## Study text

Soon after Eugene Mallove of Pembroke was found murdered in Connecticut, outside his childhood home, the local police said they had talked to a couple of suspects and expected to have fingerprint and DNA evidence within a month.
That was eight months ago, and the police said last week that they are no closer to solving the case. Some of that DNA evidence - the best hope of tying someone to the scene - still hasn't come back from Connecticut's state lab. The police haven't recovered any of the items taken from Mallove, a watch, cell phone and credit cards, said Lt. Timothy Menard of the Norwich, Conn., police. And despite pleas to the public for help, no one has called.
The case has frustrated the police, Menard said. It's devastated Mallove's family, widow Joanne of Pembroke, son Ethan of Winchester, Mass., and daughter Kimberly Woodard of Seattle.
Ethan, 25 and a new dad, works on the case daily, often instead of sleeping, brainstorming theories and possible leads. He shares his suggestions regularly with the family's attorney, Jim Rosenberg of Concord, and the Connecticut police. The only distraction Ethan allows himself is his 3-month old son, named Eugene after Ethan's late father.
"'Consumed' is too small a word," Ethan said in an interview last week. "I want justice. I want to know who did this and why. That's been front and center for me."

## What is expected
Resume the news report on the unsolved killing of Eugene Mallove, picking up after its last sentence.

## Extracted material
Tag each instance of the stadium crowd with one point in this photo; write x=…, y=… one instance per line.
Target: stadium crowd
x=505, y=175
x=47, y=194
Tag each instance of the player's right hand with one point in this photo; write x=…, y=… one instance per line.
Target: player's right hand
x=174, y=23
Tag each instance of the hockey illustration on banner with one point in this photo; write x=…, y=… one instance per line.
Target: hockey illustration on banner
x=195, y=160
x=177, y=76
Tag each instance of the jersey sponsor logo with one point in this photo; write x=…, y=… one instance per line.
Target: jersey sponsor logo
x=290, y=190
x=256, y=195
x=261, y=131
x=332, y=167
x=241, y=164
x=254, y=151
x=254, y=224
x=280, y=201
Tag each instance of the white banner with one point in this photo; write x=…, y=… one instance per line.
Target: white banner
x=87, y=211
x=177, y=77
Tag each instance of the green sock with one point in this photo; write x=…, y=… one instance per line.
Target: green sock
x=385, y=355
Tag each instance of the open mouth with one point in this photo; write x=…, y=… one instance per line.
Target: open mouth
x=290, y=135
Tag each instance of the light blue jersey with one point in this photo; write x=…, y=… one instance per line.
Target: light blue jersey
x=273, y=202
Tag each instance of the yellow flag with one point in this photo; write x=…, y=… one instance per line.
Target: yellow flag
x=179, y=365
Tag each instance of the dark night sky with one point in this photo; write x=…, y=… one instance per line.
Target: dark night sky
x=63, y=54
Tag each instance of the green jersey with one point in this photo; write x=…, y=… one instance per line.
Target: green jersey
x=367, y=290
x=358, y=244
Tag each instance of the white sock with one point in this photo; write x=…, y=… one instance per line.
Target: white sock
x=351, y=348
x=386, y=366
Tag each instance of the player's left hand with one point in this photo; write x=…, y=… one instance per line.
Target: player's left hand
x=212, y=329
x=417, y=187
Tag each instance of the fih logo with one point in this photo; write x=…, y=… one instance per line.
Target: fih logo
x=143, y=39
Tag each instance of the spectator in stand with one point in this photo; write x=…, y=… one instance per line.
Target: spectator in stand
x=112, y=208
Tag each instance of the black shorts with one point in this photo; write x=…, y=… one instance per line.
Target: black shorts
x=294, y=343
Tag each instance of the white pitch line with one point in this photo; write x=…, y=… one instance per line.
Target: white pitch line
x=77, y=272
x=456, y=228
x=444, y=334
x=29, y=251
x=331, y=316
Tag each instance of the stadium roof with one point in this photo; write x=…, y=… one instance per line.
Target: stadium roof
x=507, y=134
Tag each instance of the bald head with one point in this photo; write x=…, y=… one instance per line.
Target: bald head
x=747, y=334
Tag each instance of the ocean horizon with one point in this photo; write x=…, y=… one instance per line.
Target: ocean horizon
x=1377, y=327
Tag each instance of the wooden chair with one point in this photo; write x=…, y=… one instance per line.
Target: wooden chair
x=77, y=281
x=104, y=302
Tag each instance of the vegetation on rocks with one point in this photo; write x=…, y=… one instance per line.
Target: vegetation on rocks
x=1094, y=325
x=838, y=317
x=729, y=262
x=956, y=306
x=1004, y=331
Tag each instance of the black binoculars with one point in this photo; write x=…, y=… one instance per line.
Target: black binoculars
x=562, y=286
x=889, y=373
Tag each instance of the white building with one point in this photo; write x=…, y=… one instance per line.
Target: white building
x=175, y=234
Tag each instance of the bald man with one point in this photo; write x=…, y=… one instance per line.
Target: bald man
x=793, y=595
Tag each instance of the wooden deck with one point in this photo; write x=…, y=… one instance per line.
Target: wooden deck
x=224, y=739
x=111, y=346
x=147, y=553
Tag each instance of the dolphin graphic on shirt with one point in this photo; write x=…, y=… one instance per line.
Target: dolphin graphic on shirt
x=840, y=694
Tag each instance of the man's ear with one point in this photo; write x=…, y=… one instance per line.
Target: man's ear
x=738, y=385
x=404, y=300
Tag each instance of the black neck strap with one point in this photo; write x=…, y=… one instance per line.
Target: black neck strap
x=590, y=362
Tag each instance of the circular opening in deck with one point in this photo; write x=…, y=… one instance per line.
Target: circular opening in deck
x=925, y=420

## Expected answer
Mallove, 56, was found on the lawn outside his childhood home at 119 Salem Turnpike in Norwich, Conn., just before 11 p.m. on May 15, beaten around the head and neck. He had been cleaning the property with plans to rent it, and a friend has told Connecticut reporters that he was with Mallove until 7 p.m. When the friend passed by the house an hour later, he noticed Mallove's green van was gone.
Mallove's van was located the next morning about 15 minutes away, in a remote parking lot of Foxwoods Resort Casino. A few have theorized that Mallove, a scientist, was killed because he was a tireless champion of cold fusion, a controversial cheap and clean alternative energy source.
The police, however, believe Mallove was a victim of a robbery gone bad because several items, although of little value, were taken.
Menard said this week the case is particularly challenging for a few reasons. Mallove was found outside, where evidence is more likely to be contaminated or lost. Also, there is not an obvious connection between Mallove and his killer or killers as there is in homicides between family members, lovers or business partners.
"He was a victim in the truest sense of the word," said Menard, referring to the random, unprovoked nature of Mallove's murder. "This is the worst kind of case for us, and it's the kind we try hardest to solve. Not just for ourselves, but for the family as well."
The Mallove family is counting on that, but they're concerned that as more time passes the harder it will be to find Eugene Mallove's killer or killers.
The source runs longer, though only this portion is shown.